■ TASK INPUT:
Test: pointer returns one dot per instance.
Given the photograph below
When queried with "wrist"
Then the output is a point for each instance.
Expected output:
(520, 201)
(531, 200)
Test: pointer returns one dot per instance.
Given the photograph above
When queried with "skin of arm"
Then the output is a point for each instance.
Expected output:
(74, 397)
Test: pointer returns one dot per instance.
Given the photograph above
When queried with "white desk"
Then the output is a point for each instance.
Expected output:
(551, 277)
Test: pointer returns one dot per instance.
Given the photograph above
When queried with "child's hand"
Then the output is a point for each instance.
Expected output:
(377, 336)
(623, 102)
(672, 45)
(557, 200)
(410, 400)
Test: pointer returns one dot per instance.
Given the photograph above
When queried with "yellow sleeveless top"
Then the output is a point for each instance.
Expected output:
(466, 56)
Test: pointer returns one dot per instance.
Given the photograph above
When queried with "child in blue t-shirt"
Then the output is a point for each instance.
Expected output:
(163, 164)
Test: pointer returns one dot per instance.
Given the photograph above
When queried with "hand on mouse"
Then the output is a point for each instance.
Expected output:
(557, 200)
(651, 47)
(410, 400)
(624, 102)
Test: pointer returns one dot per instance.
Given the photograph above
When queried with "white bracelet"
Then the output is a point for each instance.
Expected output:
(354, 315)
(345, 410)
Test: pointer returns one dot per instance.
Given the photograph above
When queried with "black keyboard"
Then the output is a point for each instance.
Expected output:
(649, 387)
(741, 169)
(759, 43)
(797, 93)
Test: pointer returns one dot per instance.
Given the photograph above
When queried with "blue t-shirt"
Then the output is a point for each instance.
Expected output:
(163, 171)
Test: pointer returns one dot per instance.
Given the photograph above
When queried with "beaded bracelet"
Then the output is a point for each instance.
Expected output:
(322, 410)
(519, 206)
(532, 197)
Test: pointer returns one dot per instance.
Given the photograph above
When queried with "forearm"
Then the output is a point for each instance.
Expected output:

■ AIM:
Collect every line above that contains the word "queried", copying each one in full.

■ OUTPUT OF THE TASK:
When queried with "wrist"
When queried with "skin of arm"
When queried with "white desk"
When queried with "child's hand"
When queried with "yellow sleeveless top"
When queried with "child in blue t-shirt"
When queried with "hand on mouse"
When queried with "white bracelet"
When queried with "black keyboard"
When queried with "blue t-shirt"
When queried with "beaded bracelet"
When queried with "forearm"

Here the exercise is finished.